## GIVEN TEXT
*** Begin section ***

Monday, August 3, 2020

Touchstone Bill

I've got a little lower back thing going on right now.  To reiterate a common theme in my life: I DO NOT like pain.  I don't see the point of my having to feel any mental, emotional, or physical discomfort.  I believe that I should be permitted to sail blithely through life pain-free.

Touchstone: A stone used to check the quality of gold alloys by rubbing them to leave a visible trace; a standard of comparison or evaluation. 

So . . . hmmm . . . that's a tough definition.  I guess that the point is to . . . hmmm . . . I don't know what the point is.  I think Bill misused the word touchstone.  I would have said pain is the price we must pay to progress spiritually.  Maybe I should send that suggestion in to our Central Office in NY to see if they want to rewrite the fucking 12&12 to my specifications.  I'm sure they'll do it.

"Someone who knew what he was talking about once remarked that pain was the touchstone of all spiritual progress."  12&12 P 93.

That would not have been me.  I would rather have a million dollars be my touchstone of all personal spiritual progress.  I promise that I'll be a good boy if you give me a million dollars.

"But if a willing start is made, then the great advantages of doing this will so quickly reveal themselves that the pain will be lessened as one obstacle after another melts away."  12&12 P 93.

OK, you better toss a Promise my way if you're going to insist that pain in my life is inevitable.

One of the ways the internet has made life easier for all of us is that whenever we have an ache or pain we can jump online and find out what horrible, incurable disease we've picked up.  Once we're sufficiently agitated, having dialed Nine - One on our phone, finger poised to hit that last One, eager to have an ambulance rush us to the hospital where a team of medical specialists can try to bring us back from the precipice, we've learned to go back and re-read the diagnosis, re-evaluate the symptoms.  We find that all is not lost.  We find we've overreacted.

I know with an injury or illness I teeter wildly between ignoring the symptoms and just powering through my day without changing my routine at all or I curl up into the fetal position, sucking my thumb, quivering with fear, certain that my situation falls into the Never-Always-Forever category.  If you break your leg don't go out for your daily run and if you have a slight twinge in your knee you're probably going to be just fine.

We talked this morning in our meeting about the Slow and Steady.  Do what's in front of you and trust in the outcome.  God's got this.  God's got a plan.  God isn't asking for suggestions.

*** End section ***

## AIM OF THE TASK
Please check each statement against the blog post on pain, answering yes or no and quoting the words of the post that decide it.
1. The writer has a lower back problem at the moment.
2. The writer thinks Bill used the word touchstone correctly.
3. The Slow and Steady came up in a meeting that morning.
Nothing in the rows is needed here.

## SUPPLIED MATERIAL
*** Begin section ***

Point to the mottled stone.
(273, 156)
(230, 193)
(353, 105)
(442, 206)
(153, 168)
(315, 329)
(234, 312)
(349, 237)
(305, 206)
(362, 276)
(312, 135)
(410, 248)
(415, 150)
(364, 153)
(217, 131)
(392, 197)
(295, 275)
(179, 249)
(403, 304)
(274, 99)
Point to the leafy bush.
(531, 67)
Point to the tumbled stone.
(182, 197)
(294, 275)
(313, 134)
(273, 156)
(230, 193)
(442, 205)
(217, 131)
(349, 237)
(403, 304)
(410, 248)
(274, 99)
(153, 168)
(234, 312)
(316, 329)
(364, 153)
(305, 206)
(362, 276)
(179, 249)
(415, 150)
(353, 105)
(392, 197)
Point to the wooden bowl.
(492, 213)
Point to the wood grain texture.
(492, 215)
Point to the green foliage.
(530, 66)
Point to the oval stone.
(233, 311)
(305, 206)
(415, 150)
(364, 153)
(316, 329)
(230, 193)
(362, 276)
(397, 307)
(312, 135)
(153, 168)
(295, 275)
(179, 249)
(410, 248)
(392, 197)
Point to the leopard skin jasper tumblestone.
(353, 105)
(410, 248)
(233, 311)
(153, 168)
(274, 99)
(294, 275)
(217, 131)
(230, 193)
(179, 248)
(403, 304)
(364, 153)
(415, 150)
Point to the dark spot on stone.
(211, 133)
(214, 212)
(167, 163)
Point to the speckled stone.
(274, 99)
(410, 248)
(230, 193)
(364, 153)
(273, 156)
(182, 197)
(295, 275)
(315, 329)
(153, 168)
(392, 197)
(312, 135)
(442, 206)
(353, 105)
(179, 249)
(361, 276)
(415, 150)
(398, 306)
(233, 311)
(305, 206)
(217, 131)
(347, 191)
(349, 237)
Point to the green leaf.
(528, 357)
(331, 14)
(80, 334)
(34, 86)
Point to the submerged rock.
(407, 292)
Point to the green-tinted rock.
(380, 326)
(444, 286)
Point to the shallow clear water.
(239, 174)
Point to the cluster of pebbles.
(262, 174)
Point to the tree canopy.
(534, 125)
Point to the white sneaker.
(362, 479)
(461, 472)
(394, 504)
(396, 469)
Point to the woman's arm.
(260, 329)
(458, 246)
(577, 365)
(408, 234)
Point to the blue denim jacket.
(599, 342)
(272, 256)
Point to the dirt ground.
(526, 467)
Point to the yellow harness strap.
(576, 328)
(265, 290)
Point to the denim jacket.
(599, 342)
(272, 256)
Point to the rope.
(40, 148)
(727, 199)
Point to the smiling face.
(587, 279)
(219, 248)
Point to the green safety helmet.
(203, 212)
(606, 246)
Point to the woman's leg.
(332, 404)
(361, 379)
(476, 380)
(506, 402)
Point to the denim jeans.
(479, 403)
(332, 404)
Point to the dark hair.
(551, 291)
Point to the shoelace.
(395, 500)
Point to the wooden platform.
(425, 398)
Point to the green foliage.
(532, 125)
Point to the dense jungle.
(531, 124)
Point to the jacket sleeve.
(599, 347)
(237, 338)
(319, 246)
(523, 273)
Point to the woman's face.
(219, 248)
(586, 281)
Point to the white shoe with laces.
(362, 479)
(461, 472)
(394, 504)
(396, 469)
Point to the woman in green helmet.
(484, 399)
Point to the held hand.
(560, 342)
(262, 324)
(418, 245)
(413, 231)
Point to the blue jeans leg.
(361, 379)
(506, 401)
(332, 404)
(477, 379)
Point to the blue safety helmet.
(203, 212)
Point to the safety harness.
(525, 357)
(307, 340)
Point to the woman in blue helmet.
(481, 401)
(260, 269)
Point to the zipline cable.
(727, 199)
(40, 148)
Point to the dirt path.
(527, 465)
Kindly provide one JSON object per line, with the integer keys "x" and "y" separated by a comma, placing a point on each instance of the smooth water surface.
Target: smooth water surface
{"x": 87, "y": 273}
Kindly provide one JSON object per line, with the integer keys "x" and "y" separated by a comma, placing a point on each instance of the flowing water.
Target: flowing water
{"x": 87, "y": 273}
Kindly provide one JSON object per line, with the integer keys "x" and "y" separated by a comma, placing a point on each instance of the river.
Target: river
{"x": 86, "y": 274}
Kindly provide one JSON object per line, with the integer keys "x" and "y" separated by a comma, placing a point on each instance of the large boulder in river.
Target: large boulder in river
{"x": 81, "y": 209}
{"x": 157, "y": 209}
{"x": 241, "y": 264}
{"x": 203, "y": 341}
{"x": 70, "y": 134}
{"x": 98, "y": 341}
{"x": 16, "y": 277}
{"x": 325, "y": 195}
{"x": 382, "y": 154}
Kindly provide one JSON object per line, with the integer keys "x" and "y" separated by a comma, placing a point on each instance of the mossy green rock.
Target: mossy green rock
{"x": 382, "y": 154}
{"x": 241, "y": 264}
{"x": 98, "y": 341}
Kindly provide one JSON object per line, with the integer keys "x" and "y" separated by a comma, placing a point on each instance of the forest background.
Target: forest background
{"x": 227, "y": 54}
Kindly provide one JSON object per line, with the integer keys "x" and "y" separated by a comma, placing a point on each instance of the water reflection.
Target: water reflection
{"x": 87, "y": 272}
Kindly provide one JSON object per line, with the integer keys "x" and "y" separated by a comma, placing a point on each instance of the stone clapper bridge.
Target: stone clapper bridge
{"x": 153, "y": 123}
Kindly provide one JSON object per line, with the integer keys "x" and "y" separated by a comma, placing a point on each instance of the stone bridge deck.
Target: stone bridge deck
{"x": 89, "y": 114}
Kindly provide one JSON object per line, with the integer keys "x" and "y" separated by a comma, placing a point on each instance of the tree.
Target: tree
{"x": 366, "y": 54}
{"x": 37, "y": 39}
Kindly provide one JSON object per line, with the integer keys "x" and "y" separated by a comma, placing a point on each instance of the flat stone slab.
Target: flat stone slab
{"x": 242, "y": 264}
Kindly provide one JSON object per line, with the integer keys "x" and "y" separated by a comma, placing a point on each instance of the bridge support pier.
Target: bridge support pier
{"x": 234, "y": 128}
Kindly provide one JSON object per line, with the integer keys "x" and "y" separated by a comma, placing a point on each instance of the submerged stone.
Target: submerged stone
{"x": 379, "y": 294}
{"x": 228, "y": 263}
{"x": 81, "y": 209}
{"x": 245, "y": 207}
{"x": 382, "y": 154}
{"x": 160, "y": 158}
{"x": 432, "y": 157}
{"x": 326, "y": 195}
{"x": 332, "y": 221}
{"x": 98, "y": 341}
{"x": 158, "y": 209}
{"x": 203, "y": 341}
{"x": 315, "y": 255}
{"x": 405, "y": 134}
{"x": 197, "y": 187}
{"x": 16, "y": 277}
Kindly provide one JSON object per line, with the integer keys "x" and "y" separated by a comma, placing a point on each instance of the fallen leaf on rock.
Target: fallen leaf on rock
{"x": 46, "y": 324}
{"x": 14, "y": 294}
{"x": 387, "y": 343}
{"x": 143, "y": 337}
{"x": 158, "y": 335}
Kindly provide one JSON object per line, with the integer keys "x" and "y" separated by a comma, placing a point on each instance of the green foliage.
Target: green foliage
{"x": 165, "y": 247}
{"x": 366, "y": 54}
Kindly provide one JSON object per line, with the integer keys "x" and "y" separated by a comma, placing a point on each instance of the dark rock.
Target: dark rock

*** End section ***

## YOUR RESPONSE
1. Yes: "I've got a little lower back thing going on right now."
2. No: "I think Bill misused the word touchstone."
3. Yes: "We talked this morning in our meeting about the Slow and Steady."